> [GIVEN DATA]:
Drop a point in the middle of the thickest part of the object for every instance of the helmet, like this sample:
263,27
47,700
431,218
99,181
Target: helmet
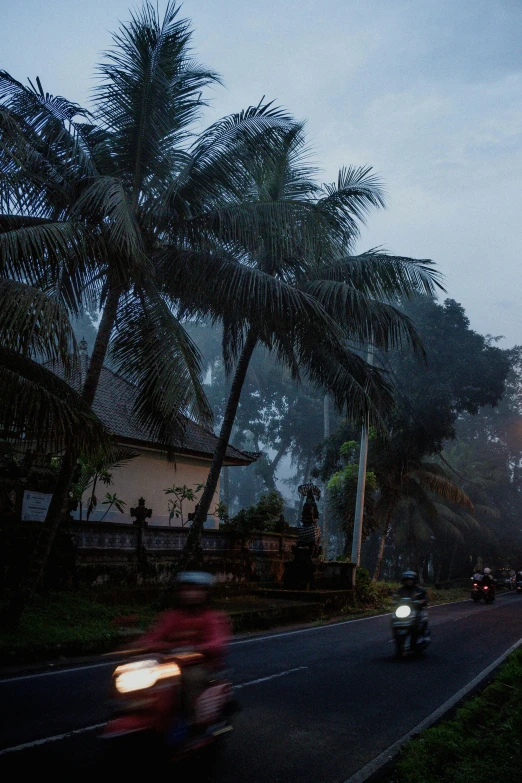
200,578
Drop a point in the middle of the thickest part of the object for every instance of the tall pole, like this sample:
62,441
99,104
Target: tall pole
325,500
361,486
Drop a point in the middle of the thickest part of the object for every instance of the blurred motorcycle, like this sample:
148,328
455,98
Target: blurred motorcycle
409,628
481,592
149,712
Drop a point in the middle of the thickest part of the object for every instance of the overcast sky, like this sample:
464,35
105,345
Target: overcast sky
428,92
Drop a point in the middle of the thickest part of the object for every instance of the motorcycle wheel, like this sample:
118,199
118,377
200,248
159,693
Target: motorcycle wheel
399,648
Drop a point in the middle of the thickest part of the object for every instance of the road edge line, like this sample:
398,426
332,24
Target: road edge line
366,772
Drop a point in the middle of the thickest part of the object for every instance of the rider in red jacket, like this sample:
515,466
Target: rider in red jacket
193,625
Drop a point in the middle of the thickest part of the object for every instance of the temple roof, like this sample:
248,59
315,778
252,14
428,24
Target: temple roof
114,402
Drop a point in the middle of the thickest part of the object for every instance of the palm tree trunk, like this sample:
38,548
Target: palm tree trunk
59,501
382,544
192,550
270,479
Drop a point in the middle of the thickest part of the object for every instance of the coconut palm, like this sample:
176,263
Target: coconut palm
304,236
416,499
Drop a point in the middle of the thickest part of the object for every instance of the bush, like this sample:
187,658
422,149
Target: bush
263,516
370,594
482,743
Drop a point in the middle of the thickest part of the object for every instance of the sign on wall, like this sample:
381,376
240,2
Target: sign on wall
34,506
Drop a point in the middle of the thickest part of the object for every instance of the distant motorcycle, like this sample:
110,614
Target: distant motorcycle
409,628
480,592
148,716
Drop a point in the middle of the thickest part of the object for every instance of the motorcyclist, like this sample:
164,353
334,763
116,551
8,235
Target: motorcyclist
194,625
487,580
411,589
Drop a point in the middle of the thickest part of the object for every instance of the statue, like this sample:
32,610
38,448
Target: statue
141,513
309,533
299,572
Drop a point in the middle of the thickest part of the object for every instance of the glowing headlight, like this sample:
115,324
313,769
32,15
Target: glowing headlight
138,675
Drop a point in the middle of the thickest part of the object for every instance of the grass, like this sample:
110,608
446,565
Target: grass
70,624
482,743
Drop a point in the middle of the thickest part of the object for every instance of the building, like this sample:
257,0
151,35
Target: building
151,472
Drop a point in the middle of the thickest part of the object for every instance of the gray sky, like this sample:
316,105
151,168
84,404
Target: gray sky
428,92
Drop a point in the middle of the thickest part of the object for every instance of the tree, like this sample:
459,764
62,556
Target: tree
119,208
305,234
463,373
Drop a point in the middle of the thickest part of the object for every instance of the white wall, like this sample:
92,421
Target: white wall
147,476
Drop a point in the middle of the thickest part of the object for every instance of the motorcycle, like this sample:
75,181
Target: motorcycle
148,710
409,628
481,592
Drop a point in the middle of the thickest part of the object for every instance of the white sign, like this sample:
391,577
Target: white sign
35,505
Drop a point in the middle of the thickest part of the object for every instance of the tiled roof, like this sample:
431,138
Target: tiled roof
113,405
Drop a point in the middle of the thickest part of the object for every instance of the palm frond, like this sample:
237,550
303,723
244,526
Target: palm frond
42,411
443,487
365,320
346,203
152,351
386,277
35,325
150,90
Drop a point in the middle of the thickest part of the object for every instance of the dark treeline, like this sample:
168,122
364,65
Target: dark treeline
444,467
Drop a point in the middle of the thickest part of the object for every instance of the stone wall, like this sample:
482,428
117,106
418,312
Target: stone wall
94,553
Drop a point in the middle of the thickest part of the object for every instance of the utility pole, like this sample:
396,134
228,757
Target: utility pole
325,499
361,486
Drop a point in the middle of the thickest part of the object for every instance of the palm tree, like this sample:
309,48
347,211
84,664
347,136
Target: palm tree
38,407
305,235
416,496
119,207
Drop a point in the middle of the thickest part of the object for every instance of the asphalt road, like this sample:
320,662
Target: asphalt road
318,703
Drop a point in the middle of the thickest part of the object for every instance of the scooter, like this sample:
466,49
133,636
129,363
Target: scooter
148,714
481,592
409,629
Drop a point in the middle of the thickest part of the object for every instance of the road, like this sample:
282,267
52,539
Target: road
319,703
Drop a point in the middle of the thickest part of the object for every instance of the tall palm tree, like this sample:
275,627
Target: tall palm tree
416,496
304,237
120,207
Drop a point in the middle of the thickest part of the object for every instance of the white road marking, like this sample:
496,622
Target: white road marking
270,677
250,640
56,671
68,734
35,743
383,758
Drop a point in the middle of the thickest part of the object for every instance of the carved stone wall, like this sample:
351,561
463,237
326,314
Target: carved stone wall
95,553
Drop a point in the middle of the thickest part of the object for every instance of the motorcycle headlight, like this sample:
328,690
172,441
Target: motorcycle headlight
138,675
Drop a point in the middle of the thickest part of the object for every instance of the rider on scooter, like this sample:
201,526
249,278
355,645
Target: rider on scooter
487,580
194,625
411,589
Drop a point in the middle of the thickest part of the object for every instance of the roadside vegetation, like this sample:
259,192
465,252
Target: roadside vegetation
79,623
483,742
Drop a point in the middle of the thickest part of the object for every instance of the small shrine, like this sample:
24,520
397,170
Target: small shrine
299,572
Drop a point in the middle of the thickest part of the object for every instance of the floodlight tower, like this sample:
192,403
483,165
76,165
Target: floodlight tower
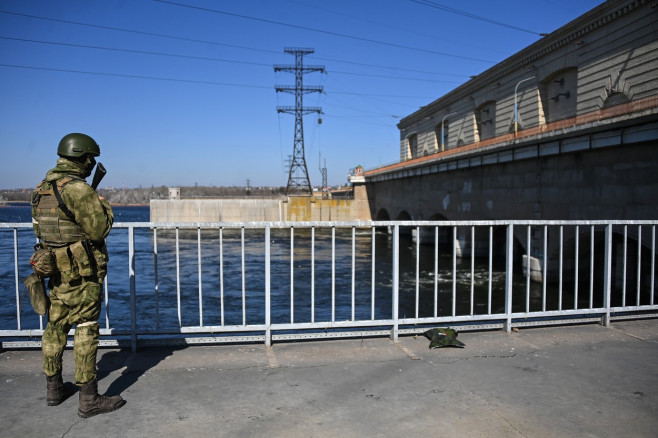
298,181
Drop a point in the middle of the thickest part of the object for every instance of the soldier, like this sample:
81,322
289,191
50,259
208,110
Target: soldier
73,221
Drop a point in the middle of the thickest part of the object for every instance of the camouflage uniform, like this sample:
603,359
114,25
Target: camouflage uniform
76,292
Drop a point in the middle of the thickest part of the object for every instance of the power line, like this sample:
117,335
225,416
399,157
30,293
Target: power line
205,58
326,32
436,5
119,75
194,40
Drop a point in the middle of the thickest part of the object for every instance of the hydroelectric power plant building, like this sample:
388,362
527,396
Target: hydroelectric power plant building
564,129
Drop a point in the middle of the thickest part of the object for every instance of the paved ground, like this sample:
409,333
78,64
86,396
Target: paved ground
576,381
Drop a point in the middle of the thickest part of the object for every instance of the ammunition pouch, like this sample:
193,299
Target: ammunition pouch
37,291
43,261
84,258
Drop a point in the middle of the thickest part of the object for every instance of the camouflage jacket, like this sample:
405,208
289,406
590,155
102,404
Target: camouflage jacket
92,214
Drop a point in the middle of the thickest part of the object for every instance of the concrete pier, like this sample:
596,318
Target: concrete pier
543,382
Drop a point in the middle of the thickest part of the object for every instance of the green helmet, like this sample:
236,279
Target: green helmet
77,145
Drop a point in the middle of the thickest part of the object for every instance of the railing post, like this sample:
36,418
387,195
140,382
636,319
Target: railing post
133,293
509,259
268,319
607,272
396,281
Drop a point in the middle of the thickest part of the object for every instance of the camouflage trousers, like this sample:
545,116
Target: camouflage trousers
76,302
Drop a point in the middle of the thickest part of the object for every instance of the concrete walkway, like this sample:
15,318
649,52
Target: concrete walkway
575,381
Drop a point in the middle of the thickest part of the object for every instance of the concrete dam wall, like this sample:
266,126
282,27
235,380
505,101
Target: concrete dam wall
258,210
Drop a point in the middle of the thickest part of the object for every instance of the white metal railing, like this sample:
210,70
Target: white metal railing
265,281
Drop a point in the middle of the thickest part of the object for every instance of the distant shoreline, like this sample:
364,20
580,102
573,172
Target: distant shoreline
9,204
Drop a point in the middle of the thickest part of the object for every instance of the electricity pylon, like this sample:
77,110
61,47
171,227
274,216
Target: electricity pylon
299,183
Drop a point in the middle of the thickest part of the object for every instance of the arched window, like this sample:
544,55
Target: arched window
615,98
412,146
559,95
485,116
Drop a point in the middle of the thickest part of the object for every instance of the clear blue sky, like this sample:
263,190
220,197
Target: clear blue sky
181,92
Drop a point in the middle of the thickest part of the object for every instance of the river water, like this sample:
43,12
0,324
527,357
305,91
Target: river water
222,301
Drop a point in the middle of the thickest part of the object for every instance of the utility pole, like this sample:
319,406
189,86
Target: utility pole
299,183
325,184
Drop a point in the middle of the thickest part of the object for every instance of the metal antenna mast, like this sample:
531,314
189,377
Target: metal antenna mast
298,180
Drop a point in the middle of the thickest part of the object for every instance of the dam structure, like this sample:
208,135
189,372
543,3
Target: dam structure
248,209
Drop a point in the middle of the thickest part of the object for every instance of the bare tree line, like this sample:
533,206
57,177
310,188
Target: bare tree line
142,196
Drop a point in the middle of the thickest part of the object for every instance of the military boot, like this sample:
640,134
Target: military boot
57,391
91,403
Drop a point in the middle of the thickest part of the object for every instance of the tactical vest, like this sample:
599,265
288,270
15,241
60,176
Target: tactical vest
52,226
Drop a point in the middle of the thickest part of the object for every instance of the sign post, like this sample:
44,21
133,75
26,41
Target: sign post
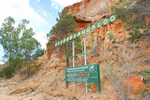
73,54
85,61
87,73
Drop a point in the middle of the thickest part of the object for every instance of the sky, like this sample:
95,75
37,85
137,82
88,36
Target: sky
42,15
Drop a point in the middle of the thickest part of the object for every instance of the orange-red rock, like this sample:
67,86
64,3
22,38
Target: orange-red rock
136,85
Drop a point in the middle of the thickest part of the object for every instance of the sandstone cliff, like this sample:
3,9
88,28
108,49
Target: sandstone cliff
48,83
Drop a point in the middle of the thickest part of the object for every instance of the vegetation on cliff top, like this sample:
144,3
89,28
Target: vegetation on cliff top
20,48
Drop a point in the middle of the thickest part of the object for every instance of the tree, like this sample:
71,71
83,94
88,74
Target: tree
65,26
19,45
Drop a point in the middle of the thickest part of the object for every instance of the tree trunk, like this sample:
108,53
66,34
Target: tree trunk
67,55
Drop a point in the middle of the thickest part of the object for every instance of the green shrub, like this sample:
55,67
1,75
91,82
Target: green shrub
89,86
8,71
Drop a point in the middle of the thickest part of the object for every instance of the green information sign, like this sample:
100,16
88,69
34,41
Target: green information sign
87,73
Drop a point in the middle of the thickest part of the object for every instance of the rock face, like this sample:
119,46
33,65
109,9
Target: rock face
136,85
91,8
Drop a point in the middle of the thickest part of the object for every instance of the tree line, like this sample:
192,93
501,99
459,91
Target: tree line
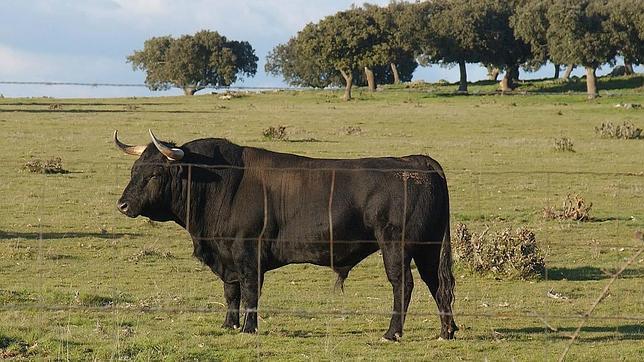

> [THE PROBLEM]: Pull out every line in the records above that contains the word "overcast", treating uppercase and lowercase as different.

> [COMPLETE RESPONSE]:
Drop a point in the middle of the thickest part of the object for every instance of the overcast sky, like this sample:
Target: overcast sky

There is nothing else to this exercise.